═════ DATA TO USE
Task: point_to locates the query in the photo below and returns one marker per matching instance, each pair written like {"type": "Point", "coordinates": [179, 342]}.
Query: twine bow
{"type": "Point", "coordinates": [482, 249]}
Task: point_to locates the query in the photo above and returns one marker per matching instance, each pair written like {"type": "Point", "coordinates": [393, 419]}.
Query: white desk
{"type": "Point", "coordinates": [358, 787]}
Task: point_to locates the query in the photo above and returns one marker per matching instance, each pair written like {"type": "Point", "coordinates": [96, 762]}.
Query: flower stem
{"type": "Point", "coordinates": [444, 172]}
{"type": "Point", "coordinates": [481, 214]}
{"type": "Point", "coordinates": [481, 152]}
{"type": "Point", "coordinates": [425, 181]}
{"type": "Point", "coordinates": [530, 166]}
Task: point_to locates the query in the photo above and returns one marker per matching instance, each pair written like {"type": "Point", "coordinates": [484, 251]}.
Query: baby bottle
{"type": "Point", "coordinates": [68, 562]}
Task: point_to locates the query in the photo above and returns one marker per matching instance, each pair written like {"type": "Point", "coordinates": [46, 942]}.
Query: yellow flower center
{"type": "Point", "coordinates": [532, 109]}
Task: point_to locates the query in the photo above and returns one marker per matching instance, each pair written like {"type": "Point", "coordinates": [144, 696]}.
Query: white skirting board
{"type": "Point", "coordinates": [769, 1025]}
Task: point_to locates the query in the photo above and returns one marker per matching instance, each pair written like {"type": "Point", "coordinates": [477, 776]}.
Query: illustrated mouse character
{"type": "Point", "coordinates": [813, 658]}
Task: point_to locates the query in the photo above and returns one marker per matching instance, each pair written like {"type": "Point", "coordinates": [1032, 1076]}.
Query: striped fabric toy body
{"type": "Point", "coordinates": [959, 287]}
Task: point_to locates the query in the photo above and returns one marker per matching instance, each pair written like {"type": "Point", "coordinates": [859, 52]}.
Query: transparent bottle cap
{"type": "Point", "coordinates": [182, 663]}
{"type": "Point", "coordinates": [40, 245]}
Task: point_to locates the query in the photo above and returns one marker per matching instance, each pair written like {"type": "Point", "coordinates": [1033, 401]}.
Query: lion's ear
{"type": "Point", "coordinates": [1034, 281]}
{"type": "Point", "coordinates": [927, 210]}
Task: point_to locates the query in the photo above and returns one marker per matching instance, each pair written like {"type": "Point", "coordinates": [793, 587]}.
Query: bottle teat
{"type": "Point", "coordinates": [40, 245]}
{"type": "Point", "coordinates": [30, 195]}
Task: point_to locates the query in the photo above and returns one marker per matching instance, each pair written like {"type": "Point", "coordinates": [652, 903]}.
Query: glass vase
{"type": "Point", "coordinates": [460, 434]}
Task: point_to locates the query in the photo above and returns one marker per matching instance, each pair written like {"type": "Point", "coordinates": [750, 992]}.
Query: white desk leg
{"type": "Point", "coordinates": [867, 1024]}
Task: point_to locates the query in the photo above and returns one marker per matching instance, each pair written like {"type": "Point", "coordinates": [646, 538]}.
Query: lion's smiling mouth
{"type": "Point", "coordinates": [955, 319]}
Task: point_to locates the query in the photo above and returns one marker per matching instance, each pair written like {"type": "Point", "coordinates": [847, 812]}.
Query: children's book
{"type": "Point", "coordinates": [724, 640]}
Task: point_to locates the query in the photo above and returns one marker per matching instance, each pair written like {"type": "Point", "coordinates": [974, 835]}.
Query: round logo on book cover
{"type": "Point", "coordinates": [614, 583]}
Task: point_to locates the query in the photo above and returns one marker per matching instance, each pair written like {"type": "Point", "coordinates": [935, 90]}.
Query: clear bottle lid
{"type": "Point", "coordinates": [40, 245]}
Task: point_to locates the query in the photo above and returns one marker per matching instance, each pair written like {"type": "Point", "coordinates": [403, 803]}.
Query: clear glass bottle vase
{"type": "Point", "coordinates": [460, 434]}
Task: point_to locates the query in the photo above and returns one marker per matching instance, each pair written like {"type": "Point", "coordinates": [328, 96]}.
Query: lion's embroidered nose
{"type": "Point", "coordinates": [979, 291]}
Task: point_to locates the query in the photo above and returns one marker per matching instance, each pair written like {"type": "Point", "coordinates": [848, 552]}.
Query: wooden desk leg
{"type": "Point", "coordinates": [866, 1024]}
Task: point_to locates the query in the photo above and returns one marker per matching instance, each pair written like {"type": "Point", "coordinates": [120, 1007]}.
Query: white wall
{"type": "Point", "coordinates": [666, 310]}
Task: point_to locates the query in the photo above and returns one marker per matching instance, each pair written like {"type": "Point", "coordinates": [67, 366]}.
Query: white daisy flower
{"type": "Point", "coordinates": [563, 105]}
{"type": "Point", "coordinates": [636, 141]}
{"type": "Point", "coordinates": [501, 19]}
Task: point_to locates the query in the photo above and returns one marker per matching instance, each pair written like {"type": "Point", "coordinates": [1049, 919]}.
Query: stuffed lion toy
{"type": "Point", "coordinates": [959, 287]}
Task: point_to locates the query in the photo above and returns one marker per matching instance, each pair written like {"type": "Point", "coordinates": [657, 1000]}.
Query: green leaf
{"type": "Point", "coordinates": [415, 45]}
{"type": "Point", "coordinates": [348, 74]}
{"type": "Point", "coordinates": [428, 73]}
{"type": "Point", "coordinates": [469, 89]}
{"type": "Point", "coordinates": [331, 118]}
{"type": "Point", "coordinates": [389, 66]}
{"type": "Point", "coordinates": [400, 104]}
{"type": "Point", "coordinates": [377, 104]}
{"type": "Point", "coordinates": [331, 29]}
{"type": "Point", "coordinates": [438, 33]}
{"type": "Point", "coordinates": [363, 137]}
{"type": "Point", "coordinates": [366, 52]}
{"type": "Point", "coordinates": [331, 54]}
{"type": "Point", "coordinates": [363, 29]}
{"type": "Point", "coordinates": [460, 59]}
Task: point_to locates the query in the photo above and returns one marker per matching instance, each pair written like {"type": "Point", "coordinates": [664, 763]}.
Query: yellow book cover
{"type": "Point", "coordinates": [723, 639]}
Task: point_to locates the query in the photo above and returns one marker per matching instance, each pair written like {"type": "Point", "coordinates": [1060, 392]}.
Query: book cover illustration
══════════
> **EXERCISE INSTRUCTIONS**
From the first line to the last, retype the data exactly.

> **TASK RESULT**
Task: point_to locates the query in the photo below and returns one marker per matching instance, each pair written like {"type": "Point", "coordinates": [179, 342]}.
Query: twine bow
{"type": "Point", "coordinates": [482, 249]}
Task: point_to locates the query in the photo above and returns one marker per matching instance, each pair written like {"type": "Point", "coordinates": [393, 419]}.
Query: white desk
{"type": "Point", "coordinates": [358, 787]}
Task: point_to locates the query in the photo above and returns one marker per matching instance, each pair written like {"type": "Point", "coordinates": [96, 762]}.
Query: flower stem
{"type": "Point", "coordinates": [444, 172]}
{"type": "Point", "coordinates": [481, 214]}
{"type": "Point", "coordinates": [481, 152]}
{"type": "Point", "coordinates": [425, 181]}
{"type": "Point", "coordinates": [530, 166]}
Task: point_to locates the query in the photo above and returns one marker per matching instance, each pair written like {"type": "Point", "coordinates": [484, 251]}.
Query: baby bottle
{"type": "Point", "coordinates": [68, 562]}
Task: point_to locates the query in the photo above and returns one marker per matching instance, each pair written like {"type": "Point", "coordinates": [46, 942]}.
Query: yellow flower center
{"type": "Point", "coordinates": [532, 109]}
Task: point_to locates the query in the photo above and returns one marker per matching instance, each pair written like {"type": "Point", "coordinates": [144, 696]}.
Query: white skirting board
{"type": "Point", "coordinates": [769, 1025]}
Task: point_to locates the query in the photo above and returns one marker per matching instance, each pair written like {"type": "Point", "coordinates": [477, 776]}.
Query: illustrated mouse character
{"type": "Point", "coordinates": [813, 658]}
Task: point_to locates the query in the photo above and returns one marker per matching instance, each pair written like {"type": "Point", "coordinates": [1032, 1076]}.
Query: striped fabric toy body
{"type": "Point", "coordinates": [959, 287]}
Task: point_to locates the query in the photo above and returns one marker per matching instance, each pair written like {"type": "Point", "coordinates": [859, 52]}.
Query: transparent bottle cap
{"type": "Point", "coordinates": [182, 663]}
{"type": "Point", "coordinates": [40, 245]}
Task: point_to locates the query in the photo above and returns one marker per matching instance, each pair written like {"type": "Point", "coordinates": [1033, 401]}.
Query: lion's ear
{"type": "Point", "coordinates": [1034, 281]}
{"type": "Point", "coordinates": [927, 210]}
Task: point_to locates the query in the photo above and returns one marker per matching instance, each pair written like {"type": "Point", "coordinates": [793, 587]}.
Query: bottle teat
{"type": "Point", "coordinates": [40, 245]}
{"type": "Point", "coordinates": [30, 195]}
Task: point_to locates the query in the photo above and returns one marker per matching instance, each pair written like {"type": "Point", "coordinates": [652, 903]}.
Query: glass vase
{"type": "Point", "coordinates": [460, 434]}
Task: point_to locates the query in the photo above and returns one marker per matching instance, each pair written like {"type": "Point", "coordinates": [750, 992]}.
Query: white desk leg
{"type": "Point", "coordinates": [867, 1024]}
Task: point_to locates the query in the photo above and returns one marker per matching instance, each pair written like {"type": "Point", "coordinates": [646, 538]}.
Query: lion's smiling mouth
{"type": "Point", "coordinates": [955, 319]}
Task: point_to locates the query in the photo above and returns one marker per matching instance, each pair written like {"type": "Point", "coordinates": [847, 812]}.
Query: children's book
{"type": "Point", "coordinates": [724, 640]}
Task: point_to locates the query in the photo above and returns one marker per matching instance, each pair written like {"type": "Point", "coordinates": [974, 835]}.
Query: round logo on book cover
{"type": "Point", "coordinates": [614, 583]}
Task: point_to locates the query in the photo above and returns one marker per matching instance, each pair written like {"type": "Point", "coordinates": [935, 90]}.
Query: clear bottle lid
{"type": "Point", "coordinates": [40, 245]}
Task: point_to locates the query in the photo above and returns one marker per matching instance, each pair written like {"type": "Point", "coordinates": [403, 803]}.
Query: clear glass bottle vase
{"type": "Point", "coordinates": [460, 434]}
Task: point_to locates the query in the photo above and returns one marker per matching instance, each pair written like {"type": "Point", "coordinates": [328, 96]}.
Query: lion's embroidered nose
{"type": "Point", "coordinates": [979, 291]}
Task: point_to locates the query in the photo above and returns one marker per matching instance, each pair written like {"type": "Point", "coordinates": [848, 552]}.
Query: wooden desk leg
{"type": "Point", "coordinates": [866, 1024]}
Task: point_to locates the query in the photo above and returns one marker per matching instance, each pair written like {"type": "Point", "coordinates": [120, 1007]}.
Query: white wall
{"type": "Point", "coordinates": [666, 310]}
Task: point_to locates the query in the photo above and returns one marker per matching instance, each pair written like {"type": "Point", "coordinates": [67, 366]}.
Query: white daisy flower
{"type": "Point", "coordinates": [563, 105]}
{"type": "Point", "coordinates": [636, 141]}
{"type": "Point", "coordinates": [501, 19]}
Task: point_to locates the query in the photo above and returns one marker per matching instance, each pair written like {"type": "Point", "coordinates": [1049, 919]}.
Query: stuffed lion toy
{"type": "Point", "coordinates": [959, 287]}
Task: point_to locates the query in the photo above and returns one marker per matching instance, each pair written like {"type": "Point", "coordinates": [657, 1000]}.
Query: green leaf
{"type": "Point", "coordinates": [415, 45]}
{"type": "Point", "coordinates": [348, 74]}
{"type": "Point", "coordinates": [428, 73]}
{"type": "Point", "coordinates": [469, 89]}
{"type": "Point", "coordinates": [331, 118]}
{"type": "Point", "coordinates": [389, 66]}
{"type": "Point", "coordinates": [400, 104]}
{"type": "Point", "coordinates": [377, 104]}
{"type": "Point", "coordinates": [331, 29]}
{"type": "Point", "coordinates": [438, 33]}
{"type": "Point", "coordinates": [363, 137]}
{"type": "Point", "coordinates": [366, 52]}
{"type": "Point", "coordinates": [331, 54]}
{"type": "Point", "coordinates": [363, 29]}
{"type": "Point", "coordinates": [460, 59]}
Task: point_to locates the query in the photo above and returns one marker per matching instance, each pair written like {"type": "Point", "coordinates": [664, 763]}.
Query: yellow book cover
{"type": "Point", "coordinates": [723, 639]}
Task: point_to locates the query in the photo above and returns one marker per matching instance, each pair written like {"type": "Point", "coordinates": [1060, 392]}.
Query: book cover illustration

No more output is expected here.